Begin DATASET EXCERPTS

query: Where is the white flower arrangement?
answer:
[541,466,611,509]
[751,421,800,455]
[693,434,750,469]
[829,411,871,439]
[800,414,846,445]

End DATASET EXCERPTS

- [TASK REQUIREMENTS]
Convert the rows above into a Markdown table with two columns, No. and Line. Number each line in order and leave out any blank lines.

- [TASK RESULT]
| No. | Line |
|---|---|
| 1 | query: Where is the white flower arrangement? |
| 2 | answer: |
| 3 | [541,466,611,509] |
| 4 | [751,421,800,455] |
| 5 | [693,434,750,469] |
| 6 | [829,411,871,439] |
| 7 | [800,414,846,445] |